In this moment, it seems, the black-Jewish relationship stood strong. Racists and bigots, no matter what side of the racial or religion divide, will face blacks and Jews working together in pursuit of justice.

It sounds like an early scene from Spike Lee’s “BlacKkKlansman,” when African-American detective Ron Stallworth (played by John David Washington) surveils a speech by Black Power founder Stokely Carmichael. Instead, it’s the true story of a 1959 speech by Nation of Islam leader Elijah Muhammad at a mosque in Newark, New Jersey.

Years before the events in the movie, in which a black detective and his Jewish partner go undercover to infiltrate the Ku Klux Klan, the American Jewish Committee joined with African-American civil rights leaders to investigate the threat posed by Muhammad and his call for black militancy. Even as Jewish leaders concluded that Muhammad’s speech proved more anti-white than anti-Semitic, the episode painted a picture of black-Jewish cooperation that anticipated the partnership between Stallworth, Colorado Springs’ first black police officer, and the detective who in the film is called Flip Zimmerman (Adam Driver).

On the surface, Lee presents a classic tale of black-Jewish cooperation. In this understanding of interracial relations, two historically oppressed groups joined forces to confront the racism and anti-Semitism of the Ku Klux Klan. Jews, committed to the mandates of prophetic Judaism, reached across the divide and leveraged their religious ideals to demonstrate the equality of all Americans, regardless of racial status.

__________

• Tasks and exercises:
**a)** In the passage on black-Jewish cooperation and "BlacKkKlansman," which organization joined with African-American civil rights leaders to look into the threat posed by Elijah Muhammad?
**b)** Please carry on the passage on black-Jewish cooperation and "BlacKkKlansman" from its last sentence.

• Given records:
__________

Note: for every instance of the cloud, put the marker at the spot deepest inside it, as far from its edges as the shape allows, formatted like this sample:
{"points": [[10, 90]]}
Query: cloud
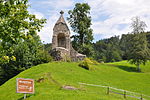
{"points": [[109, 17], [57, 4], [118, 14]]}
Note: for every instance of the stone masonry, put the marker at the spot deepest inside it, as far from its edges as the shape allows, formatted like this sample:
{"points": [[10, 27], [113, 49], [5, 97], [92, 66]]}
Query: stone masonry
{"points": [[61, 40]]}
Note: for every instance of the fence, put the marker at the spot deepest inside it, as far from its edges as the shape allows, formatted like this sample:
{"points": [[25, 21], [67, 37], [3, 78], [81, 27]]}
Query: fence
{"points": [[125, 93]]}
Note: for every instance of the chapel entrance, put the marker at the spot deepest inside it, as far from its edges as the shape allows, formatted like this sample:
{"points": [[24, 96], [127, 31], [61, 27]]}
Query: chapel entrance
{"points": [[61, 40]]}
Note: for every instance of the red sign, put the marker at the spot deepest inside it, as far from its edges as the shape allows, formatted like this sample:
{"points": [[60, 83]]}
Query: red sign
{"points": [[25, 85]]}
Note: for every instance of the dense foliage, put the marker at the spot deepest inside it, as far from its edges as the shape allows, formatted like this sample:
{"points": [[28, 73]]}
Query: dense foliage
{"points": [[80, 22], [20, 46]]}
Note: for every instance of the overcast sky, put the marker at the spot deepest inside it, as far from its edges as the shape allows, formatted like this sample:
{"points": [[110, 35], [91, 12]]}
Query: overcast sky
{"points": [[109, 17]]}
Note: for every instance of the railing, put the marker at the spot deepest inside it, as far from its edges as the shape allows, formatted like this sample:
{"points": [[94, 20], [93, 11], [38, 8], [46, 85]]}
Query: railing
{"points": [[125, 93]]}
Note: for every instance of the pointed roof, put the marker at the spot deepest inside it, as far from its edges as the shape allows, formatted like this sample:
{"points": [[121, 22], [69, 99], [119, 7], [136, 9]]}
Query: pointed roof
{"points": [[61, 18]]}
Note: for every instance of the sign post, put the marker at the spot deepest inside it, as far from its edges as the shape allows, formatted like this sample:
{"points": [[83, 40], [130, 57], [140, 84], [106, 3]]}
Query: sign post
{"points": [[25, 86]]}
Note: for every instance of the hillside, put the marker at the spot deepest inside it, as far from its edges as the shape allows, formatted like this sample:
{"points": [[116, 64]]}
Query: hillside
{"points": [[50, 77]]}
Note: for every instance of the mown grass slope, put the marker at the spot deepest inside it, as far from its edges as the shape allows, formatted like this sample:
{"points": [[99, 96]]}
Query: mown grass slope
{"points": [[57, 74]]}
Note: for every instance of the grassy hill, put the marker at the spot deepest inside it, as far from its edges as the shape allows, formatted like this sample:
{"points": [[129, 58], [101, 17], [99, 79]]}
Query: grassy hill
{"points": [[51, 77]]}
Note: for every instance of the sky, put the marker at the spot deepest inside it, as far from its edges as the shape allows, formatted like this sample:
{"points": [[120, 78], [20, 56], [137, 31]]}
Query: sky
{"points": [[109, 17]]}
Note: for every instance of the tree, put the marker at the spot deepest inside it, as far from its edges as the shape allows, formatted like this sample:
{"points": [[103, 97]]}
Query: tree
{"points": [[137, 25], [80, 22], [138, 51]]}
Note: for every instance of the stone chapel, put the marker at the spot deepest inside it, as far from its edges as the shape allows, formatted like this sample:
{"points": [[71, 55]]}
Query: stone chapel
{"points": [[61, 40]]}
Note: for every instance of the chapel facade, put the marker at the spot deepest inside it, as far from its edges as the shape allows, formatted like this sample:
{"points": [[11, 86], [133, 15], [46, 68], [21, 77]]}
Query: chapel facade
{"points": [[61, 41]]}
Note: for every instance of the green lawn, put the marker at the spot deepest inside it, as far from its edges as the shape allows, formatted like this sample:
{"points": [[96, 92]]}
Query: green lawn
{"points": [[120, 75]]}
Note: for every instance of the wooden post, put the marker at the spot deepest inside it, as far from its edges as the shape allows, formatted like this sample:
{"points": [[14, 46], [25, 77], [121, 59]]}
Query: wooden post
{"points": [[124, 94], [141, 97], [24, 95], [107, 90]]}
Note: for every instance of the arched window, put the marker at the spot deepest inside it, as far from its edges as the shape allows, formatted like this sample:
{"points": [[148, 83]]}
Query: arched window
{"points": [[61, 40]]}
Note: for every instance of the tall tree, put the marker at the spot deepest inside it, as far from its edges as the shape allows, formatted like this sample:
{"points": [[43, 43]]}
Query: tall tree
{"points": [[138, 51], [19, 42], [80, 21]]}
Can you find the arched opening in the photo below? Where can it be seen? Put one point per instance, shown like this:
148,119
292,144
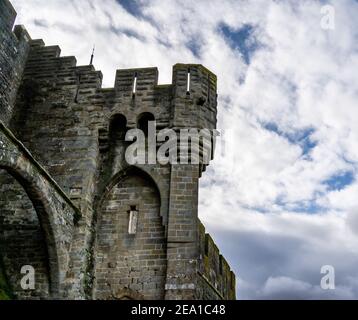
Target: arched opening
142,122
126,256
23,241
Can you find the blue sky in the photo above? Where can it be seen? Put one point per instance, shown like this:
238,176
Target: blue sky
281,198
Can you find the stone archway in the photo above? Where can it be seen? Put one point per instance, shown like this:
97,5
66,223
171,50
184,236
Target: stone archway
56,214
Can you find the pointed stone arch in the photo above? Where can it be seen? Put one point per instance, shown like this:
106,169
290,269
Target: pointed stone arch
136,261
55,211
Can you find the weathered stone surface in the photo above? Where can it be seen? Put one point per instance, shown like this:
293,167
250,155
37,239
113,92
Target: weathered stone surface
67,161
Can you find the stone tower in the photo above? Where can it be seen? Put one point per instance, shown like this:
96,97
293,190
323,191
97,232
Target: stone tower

__________

• Responses to the exercise:
**a)** The American Jewish Committee.

**b)**
In the civil rights movement that predated the events of the film, Jews comprised a majority of white volunteers and offered generous funding to the Rev. Martin Luther King Jr. and his allies. Most contemporary news reports and even historical accounts offered this idealistic and filiopietistic analysis. The black-Jewish story line of “BlacKkKlansman” offers a needed challenge to that simplistic historical understanding.

Even as Lee and script writers David Rabinowitz, Charlie Wachtel and Kevin Willmott treat the Jewish detective sympathetically, they are careful not to fall into the trap, so prevalent in much of the historical literature, of moving white Jews into the center of what was a movement created and led by African-Americans. Instead, Stallworth enjoys agency. He is the one who finds an ad in the local paper advertising a meeting of the KKK. Despite the racism within his police department and in the community at large, he launches an investigation, determining its course throughout the film.

In a break from the classic interracial motif of more-powerful Jews helping less-powerful blacks, “BlacKkKlansman” places Jewish detective Zimmerman, as well as the other white police officers in his unit, in supporting roles. Stallworth, acknowledging white privilege as he impersonates Zimmerman’s voice in telephone calls with the KKK, lobbies his Jewish colleague to impersonate him in face-to-face meetings with Klansmen.

By redefining the black-Jewish relationship in this more Afrocentric way, Lee corrects a historical literature that all too often marginalized African-Americans in their own social justice movement. He takes an approach similar to “Selma” director Ava DuVernay, who was unfairly criticized by many Jewish viewers when she did not include an iconic image of Rabbi Abraham Joshua Heschel in her movie.

Lee and his team go a step further in rebalancing the black-Jewish relationship by showing the ways that Stallworth inspired his Jewish colleague to strengthen his own religious identity. When Zimmerman downplays his Star of David necklace, remarking that he did not identify strongly as a Jew, Stallworth pushes back. And when he asks, “Why you acting like you ain’t got skin in the game?,” Zimmerman realizes that his Jewishness matters. Later in the film, he faces virulent anti-Semitism from members of the KKK when he is told to take a “Jew lie detector test” and to lower his pants to see if he had been circumcised.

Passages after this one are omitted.